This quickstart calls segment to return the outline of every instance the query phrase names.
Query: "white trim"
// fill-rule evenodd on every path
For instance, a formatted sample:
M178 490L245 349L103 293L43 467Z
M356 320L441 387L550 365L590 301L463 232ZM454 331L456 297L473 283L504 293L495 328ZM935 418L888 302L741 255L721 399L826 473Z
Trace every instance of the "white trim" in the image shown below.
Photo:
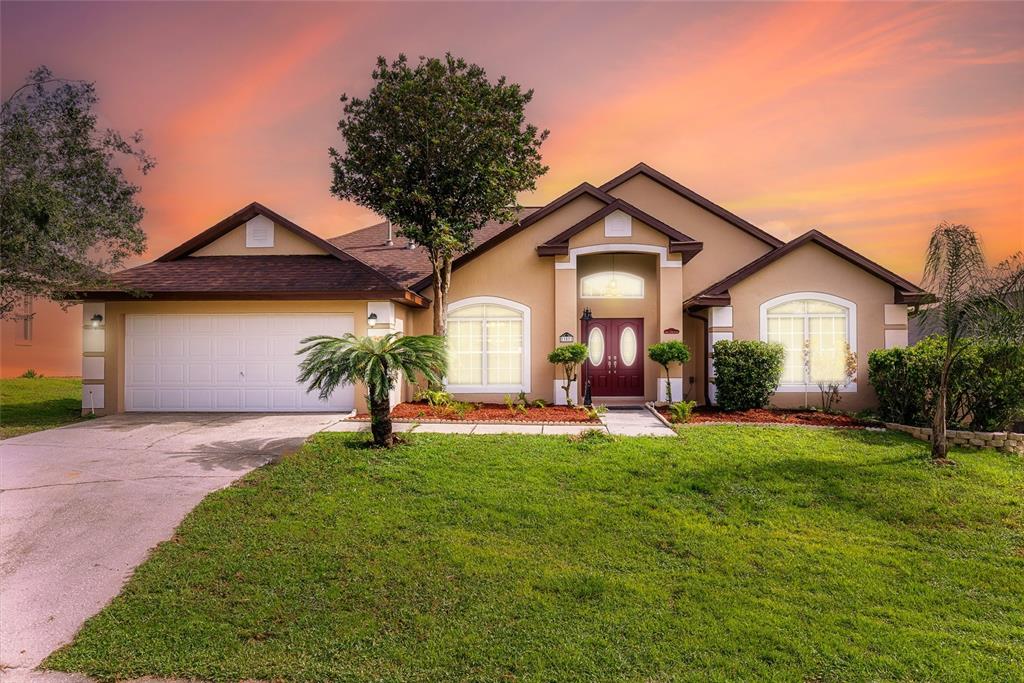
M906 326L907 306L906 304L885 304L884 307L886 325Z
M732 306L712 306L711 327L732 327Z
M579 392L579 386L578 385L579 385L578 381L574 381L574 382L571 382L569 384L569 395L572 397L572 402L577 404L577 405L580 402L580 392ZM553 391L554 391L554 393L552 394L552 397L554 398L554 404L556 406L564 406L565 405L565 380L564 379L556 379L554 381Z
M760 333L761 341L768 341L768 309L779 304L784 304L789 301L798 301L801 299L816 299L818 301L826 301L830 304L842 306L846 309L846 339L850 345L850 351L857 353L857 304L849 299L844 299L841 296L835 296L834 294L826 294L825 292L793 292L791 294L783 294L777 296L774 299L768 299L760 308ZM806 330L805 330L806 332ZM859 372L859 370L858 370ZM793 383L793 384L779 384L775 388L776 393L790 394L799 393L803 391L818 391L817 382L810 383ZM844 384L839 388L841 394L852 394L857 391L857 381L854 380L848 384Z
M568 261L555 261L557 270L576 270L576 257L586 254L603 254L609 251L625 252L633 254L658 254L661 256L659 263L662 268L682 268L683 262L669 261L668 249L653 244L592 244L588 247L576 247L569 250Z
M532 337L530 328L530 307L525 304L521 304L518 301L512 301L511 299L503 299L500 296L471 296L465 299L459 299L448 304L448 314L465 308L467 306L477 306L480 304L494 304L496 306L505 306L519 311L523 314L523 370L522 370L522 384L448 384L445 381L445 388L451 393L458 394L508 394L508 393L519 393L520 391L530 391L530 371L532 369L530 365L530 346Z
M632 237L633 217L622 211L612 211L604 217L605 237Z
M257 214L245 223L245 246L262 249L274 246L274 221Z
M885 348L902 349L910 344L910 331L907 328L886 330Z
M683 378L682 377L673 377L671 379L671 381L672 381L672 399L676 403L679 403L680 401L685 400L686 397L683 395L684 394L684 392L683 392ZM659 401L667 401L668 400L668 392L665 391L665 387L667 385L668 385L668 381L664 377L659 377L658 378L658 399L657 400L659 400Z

# # # # #

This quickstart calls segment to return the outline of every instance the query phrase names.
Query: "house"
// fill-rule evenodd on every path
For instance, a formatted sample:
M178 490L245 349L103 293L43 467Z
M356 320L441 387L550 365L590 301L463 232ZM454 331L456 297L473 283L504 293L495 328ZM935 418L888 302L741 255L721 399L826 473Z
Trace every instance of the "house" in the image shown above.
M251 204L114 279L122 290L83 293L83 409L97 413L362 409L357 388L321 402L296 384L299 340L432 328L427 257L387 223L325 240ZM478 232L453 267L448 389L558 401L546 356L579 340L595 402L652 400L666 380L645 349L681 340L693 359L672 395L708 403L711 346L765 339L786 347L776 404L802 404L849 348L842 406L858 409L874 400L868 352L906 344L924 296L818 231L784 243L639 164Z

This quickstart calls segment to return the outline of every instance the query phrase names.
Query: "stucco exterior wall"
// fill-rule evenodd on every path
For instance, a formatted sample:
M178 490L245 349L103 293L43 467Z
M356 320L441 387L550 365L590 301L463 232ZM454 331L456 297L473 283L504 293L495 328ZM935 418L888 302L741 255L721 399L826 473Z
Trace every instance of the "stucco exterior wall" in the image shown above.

# # # # #

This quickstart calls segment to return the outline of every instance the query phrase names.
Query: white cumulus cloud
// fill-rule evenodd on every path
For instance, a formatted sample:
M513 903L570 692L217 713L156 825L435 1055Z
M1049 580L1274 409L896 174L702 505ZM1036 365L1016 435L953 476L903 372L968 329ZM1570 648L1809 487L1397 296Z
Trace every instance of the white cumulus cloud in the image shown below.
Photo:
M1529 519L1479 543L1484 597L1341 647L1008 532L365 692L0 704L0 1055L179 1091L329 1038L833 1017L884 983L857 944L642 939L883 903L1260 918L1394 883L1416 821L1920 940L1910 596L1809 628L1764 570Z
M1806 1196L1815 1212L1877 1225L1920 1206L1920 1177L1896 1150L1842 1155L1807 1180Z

# # # # #

To do: Identify the lines in the entries above that contain "wall", then copy them out.

Your response:
Query: "stucco exterior wall"
Trace every instance of the "stucco exterior wall" in the image shown above.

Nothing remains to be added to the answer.